■ RECORDS FOR THIS EXERCISE ■

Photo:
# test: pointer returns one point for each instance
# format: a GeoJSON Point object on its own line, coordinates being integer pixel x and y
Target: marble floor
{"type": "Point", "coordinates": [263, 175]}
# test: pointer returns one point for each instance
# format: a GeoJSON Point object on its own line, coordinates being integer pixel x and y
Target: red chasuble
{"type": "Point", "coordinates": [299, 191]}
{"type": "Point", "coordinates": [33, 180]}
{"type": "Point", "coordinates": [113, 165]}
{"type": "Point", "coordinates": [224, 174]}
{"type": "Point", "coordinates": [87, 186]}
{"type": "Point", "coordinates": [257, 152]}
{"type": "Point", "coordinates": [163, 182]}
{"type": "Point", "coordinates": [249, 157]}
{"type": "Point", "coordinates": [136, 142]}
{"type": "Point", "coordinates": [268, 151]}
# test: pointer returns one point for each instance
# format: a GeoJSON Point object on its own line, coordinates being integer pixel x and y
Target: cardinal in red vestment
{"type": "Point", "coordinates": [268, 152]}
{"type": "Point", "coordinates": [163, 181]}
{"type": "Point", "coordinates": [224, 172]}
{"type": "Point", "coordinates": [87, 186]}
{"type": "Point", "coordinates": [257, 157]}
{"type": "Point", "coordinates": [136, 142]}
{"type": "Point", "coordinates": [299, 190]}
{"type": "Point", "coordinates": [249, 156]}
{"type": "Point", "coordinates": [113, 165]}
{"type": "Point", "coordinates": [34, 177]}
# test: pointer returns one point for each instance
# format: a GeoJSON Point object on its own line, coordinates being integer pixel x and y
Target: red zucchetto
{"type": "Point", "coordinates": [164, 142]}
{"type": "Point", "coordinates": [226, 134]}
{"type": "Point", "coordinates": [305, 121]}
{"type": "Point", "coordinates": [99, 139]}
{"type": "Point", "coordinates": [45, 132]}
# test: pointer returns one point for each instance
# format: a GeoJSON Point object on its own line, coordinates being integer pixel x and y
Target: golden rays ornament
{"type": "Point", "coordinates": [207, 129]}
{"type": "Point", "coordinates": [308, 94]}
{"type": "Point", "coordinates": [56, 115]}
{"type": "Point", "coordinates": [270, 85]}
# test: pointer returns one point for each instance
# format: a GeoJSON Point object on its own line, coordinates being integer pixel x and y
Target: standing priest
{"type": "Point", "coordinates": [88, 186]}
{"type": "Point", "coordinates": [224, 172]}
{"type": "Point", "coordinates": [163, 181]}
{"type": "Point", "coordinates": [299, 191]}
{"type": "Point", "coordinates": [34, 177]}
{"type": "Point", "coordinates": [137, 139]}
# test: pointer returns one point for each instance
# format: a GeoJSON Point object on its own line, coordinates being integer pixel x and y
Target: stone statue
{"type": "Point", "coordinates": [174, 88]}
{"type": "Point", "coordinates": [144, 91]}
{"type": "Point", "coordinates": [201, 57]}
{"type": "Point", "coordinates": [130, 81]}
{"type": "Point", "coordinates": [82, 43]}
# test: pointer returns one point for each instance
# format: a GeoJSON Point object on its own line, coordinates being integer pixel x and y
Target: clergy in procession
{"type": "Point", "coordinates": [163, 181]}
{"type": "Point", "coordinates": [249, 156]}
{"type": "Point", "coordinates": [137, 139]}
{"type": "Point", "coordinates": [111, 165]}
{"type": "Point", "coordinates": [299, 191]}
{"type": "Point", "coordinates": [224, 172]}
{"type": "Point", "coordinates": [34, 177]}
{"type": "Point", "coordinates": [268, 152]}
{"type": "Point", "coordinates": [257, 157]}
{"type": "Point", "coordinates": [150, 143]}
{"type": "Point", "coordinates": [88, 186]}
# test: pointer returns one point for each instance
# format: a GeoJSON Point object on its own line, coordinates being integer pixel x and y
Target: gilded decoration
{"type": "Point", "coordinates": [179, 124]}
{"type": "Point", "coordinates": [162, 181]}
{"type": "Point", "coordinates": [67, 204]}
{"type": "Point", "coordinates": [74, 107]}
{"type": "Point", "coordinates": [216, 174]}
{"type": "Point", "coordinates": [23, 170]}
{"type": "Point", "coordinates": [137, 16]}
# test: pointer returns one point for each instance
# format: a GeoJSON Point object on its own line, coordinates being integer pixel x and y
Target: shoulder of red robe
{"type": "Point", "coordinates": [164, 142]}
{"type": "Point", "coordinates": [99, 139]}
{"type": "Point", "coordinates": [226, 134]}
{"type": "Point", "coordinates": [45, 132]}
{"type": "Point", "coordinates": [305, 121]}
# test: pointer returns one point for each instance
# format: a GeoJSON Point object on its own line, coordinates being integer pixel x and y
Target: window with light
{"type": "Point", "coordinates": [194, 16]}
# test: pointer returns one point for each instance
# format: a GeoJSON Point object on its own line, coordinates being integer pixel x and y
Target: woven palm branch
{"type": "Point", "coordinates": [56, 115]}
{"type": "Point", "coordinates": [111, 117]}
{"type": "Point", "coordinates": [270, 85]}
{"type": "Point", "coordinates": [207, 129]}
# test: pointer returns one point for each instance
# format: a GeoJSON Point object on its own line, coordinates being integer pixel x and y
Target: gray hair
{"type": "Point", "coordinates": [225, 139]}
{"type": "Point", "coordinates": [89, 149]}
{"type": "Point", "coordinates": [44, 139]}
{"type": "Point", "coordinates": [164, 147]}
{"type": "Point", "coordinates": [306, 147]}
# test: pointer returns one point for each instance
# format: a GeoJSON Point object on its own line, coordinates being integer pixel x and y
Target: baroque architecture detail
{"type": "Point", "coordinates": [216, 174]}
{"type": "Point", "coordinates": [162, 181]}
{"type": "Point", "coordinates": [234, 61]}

■ EXERCISE PROMPT ■
The material above needs to be reproduced exactly as written.

■ SOLUTION TO THE EXERCISE ■
Photo:
# test: pointer returns one point for each instance
# format: a GeoJSON Point object on its own line, coordinates being integer pixel x and y
Target: marble floor
{"type": "Point", "coordinates": [263, 175]}
# test: pointer returns one point for each instance
# format: a GeoJSON Point object on its own line, coordinates being integer pixel x and y
Target: red chasuble
{"type": "Point", "coordinates": [299, 191]}
{"type": "Point", "coordinates": [33, 180]}
{"type": "Point", "coordinates": [113, 165]}
{"type": "Point", "coordinates": [224, 174]}
{"type": "Point", "coordinates": [87, 186]}
{"type": "Point", "coordinates": [257, 152]}
{"type": "Point", "coordinates": [163, 182]}
{"type": "Point", "coordinates": [249, 157]}
{"type": "Point", "coordinates": [136, 142]}
{"type": "Point", "coordinates": [268, 151]}
# test: pointer returns one point for each instance
# format: a GeoJSON Point object on its own line, coordinates being integer pixel x and y
Target: cardinal in red vestment
{"type": "Point", "coordinates": [268, 152]}
{"type": "Point", "coordinates": [163, 181]}
{"type": "Point", "coordinates": [224, 172]}
{"type": "Point", "coordinates": [87, 186]}
{"type": "Point", "coordinates": [257, 157]}
{"type": "Point", "coordinates": [136, 142]}
{"type": "Point", "coordinates": [299, 190]}
{"type": "Point", "coordinates": [249, 156]}
{"type": "Point", "coordinates": [113, 165]}
{"type": "Point", "coordinates": [34, 177]}
# test: pointer returns one point for each instance
# format: a GeoJSON Point object on its own line, coordinates being integer pixel x and y
Target: red zucchetto
{"type": "Point", "coordinates": [164, 142]}
{"type": "Point", "coordinates": [226, 134]}
{"type": "Point", "coordinates": [305, 121]}
{"type": "Point", "coordinates": [99, 139]}
{"type": "Point", "coordinates": [45, 132]}
# test: pointer returns one point for each instance
# format: a GeoJSON Point object on its own line, coordinates being integer pixel x and y
Target: golden rays ornament
{"type": "Point", "coordinates": [207, 129]}
{"type": "Point", "coordinates": [308, 94]}
{"type": "Point", "coordinates": [56, 115]}
{"type": "Point", "coordinates": [270, 85]}
# test: pointer returns one point for each instance
# format: a GeoJSON Point object on its own line, coordinates being integer pixel x and y
Target: standing priest
{"type": "Point", "coordinates": [88, 186]}
{"type": "Point", "coordinates": [224, 172]}
{"type": "Point", "coordinates": [163, 181]}
{"type": "Point", "coordinates": [299, 191]}
{"type": "Point", "coordinates": [34, 177]}
{"type": "Point", "coordinates": [137, 139]}
# test: pointer returns one point for each instance
# format: a GeoJSON Point object on its own line, coordinates being integer pixel x and y
Target: stone statue
{"type": "Point", "coordinates": [174, 88]}
{"type": "Point", "coordinates": [144, 91]}
{"type": "Point", "coordinates": [201, 57]}
{"type": "Point", "coordinates": [130, 81]}
{"type": "Point", "coordinates": [82, 43]}
# test: pointer returns one point for each instance
# format: a GeoJSON Point object on its own line, coordinates being integer pixel x and y
Target: clergy in procession
{"type": "Point", "coordinates": [163, 181]}
{"type": "Point", "coordinates": [249, 156]}
{"type": "Point", "coordinates": [137, 139]}
{"type": "Point", "coordinates": [111, 165]}
{"type": "Point", "coordinates": [299, 191]}
{"type": "Point", "coordinates": [224, 172]}
{"type": "Point", "coordinates": [34, 177]}
{"type": "Point", "coordinates": [268, 152]}
{"type": "Point", "coordinates": [257, 157]}
{"type": "Point", "coordinates": [150, 143]}
{"type": "Point", "coordinates": [88, 186]}
# test: pointer returns one point for each instance
# format: a GeoJSON Point object on its own line, coordinates being integer pixel x and y
Target: gilded decoration
{"type": "Point", "coordinates": [179, 124]}
{"type": "Point", "coordinates": [162, 181]}
{"type": "Point", "coordinates": [67, 204]}
{"type": "Point", "coordinates": [74, 107]}
{"type": "Point", "coordinates": [216, 174]}
{"type": "Point", "coordinates": [23, 170]}
{"type": "Point", "coordinates": [137, 16]}
# test: pointer returns one point for each instance
# format: a GeoJSON Point object on its own line, coordinates being integer pixel x and y
Target: shoulder of red robe
{"type": "Point", "coordinates": [164, 142]}
{"type": "Point", "coordinates": [99, 139]}
{"type": "Point", "coordinates": [226, 134]}
{"type": "Point", "coordinates": [45, 132]}
{"type": "Point", "coordinates": [305, 121]}
# test: pointer returns one point for each instance
# format: a GeoJSON Point object on its own line, coordinates being integer pixel x and y
Target: window with light
{"type": "Point", "coordinates": [194, 16]}
# test: pointer returns one point for each instance
# format: a GeoJSON Point object on its own line, coordinates being integer pixel x and y
Target: woven palm branch
{"type": "Point", "coordinates": [56, 115]}
{"type": "Point", "coordinates": [111, 117]}
{"type": "Point", "coordinates": [270, 85]}
{"type": "Point", "coordinates": [207, 129]}
# test: pointer returns one point for each instance
# format: a GeoJSON Point object on its own line, coordinates being integer pixel x and y
Target: gray hair
{"type": "Point", "coordinates": [225, 139]}
{"type": "Point", "coordinates": [89, 149]}
{"type": "Point", "coordinates": [44, 139]}
{"type": "Point", "coordinates": [164, 147]}
{"type": "Point", "coordinates": [306, 147]}
# test: pointer returns one point for each instance
# format: a GeoJSON Point object on its own line, coordinates being integer pixel x and y
Target: baroque architecture detail
{"type": "Point", "coordinates": [216, 174]}
{"type": "Point", "coordinates": [162, 181]}
{"type": "Point", "coordinates": [234, 61]}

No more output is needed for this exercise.